指示と要件
下に示すルータの無応答に関する文章から、「システムがコンソールやネットワークから送信されたクエリー(Telnet、Simple Network Management」から「このドキュメントに関する固有の要件はありません。」まで(両端を含む)の部分を、一字一句変えずに打ち直してください。

このドキュメントは、応答のないシステムのトラブルシューティングに役立ちます。また、この問題の原因と再発防止の方法についても説明します。
システムがコンソールやネットワークから送信されたクエリー(Telnet、Simple Network Management Protocol(SNMP; 簡易ネットワーク管理プロトコル)など)に応答しないとき、ルータは動作を停止しているように見えます。この問題は、2 つの大きなカテゴリに分類できます。
コンソールが応答しない場合
トラフィックが通過しない場合
このドキュメントに関する固有の要件はありません。
このドキュメントの情報は、次のソフトウェアとハードウェアのバージョンに基づいています。
すべての Cisco IOS® ソフトウェア バージョン
すべての Cisco ルータ
このドキュメントは、Cisco Catalyst スイッチまたは MGX プラットフォームには適用されません。
このドキュメントの情報は、特定のラボ環境にあるデバイスに基づいて作成されました。このドキュメントで使用するすべてのデバイスは、クリアな(デフォルト)設定で作業を開始しています。対象のネットワークが実稼働中である場合には、どのようなコマンドについても、その潜在的な影響について確実に理解しておく必要があります。

ラベル付き対象を指し示す項目
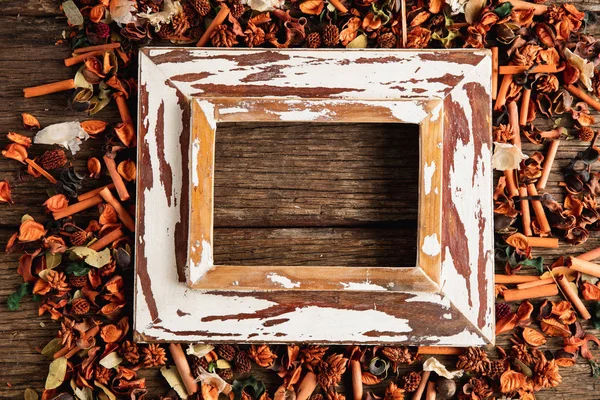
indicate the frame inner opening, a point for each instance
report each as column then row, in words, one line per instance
column 315, row 194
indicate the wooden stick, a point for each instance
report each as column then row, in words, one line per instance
column 575, row 91
column 571, row 295
column 69, row 62
column 531, row 293
column 41, row 170
column 307, row 386
column 121, row 212
column 111, row 166
column 48, row 88
column 440, row 350
column 511, row 186
column 590, row 255
column 421, row 388
column 94, row 192
column 183, row 368
column 513, row 121
column 524, row 113
column 494, row 72
column 519, row 69
column 357, row 389
column 221, row 15
column 586, row 267
column 539, row 282
column 548, row 161
column 538, row 210
column 508, row 279
column 107, row 239
column 103, row 47
column 549, row 243
column 525, row 212
column 77, row 207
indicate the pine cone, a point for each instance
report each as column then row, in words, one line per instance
column 202, row 6
column 242, row 363
column 313, row 40
column 130, row 352
column 386, row 40
column 331, row 35
column 53, row 159
column 331, row 371
column 411, row 381
column 474, row 360
column 80, row 306
column 585, row 134
column 226, row 352
column 222, row 36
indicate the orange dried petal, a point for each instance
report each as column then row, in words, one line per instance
column 19, row 139
column 30, row 122
column 5, row 192
column 56, row 203
column 94, row 167
column 30, row 231
column 93, row 126
column 16, row 152
column 127, row 170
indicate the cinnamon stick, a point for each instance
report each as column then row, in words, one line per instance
column 121, row 212
column 586, row 267
column 48, row 88
column 183, row 368
column 525, row 212
column 69, row 62
column 221, row 15
column 103, row 47
column 575, row 91
column 508, row 279
column 41, row 170
column 538, row 210
column 106, row 239
column 513, row 121
column 111, row 166
column 494, row 72
column 94, row 192
column 571, row 295
column 524, row 112
column 548, row 161
column 77, row 207
column 531, row 293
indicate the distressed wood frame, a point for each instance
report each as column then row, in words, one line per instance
column 447, row 299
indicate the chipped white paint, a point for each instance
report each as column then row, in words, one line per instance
column 283, row 281
column 428, row 171
column 431, row 245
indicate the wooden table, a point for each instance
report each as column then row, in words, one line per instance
column 351, row 222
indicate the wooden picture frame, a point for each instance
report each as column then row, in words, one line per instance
column 447, row 298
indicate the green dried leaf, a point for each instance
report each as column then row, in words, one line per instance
column 14, row 300
column 56, row 373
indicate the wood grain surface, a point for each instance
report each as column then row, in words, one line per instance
column 28, row 31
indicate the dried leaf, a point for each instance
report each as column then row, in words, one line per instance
column 127, row 170
column 30, row 122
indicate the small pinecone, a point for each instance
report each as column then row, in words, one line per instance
column 77, row 281
column 331, row 35
column 80, row 306
column 411, row 381
column 242, row 363
column 53, row 159
column 386, row 40
column 226, row 351
column 226, row 374
column 202, row 6
column 313, row 40
column 585, row 134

想定解答
システムがコンソールやネットワークから送信されたクエリー(Telnet、Simple Network Management Protocol(SNMP; 簡易ネットワーク管理プロトコル)など)に応答しないとき、ルータは動作を停止しているように見えます。この問題は、2 つの大きなカテゴリに分類できます。
コンソールが応答しない場合
トラフィックが通過しない場合
このドキュメントに関する固有の要件はありません。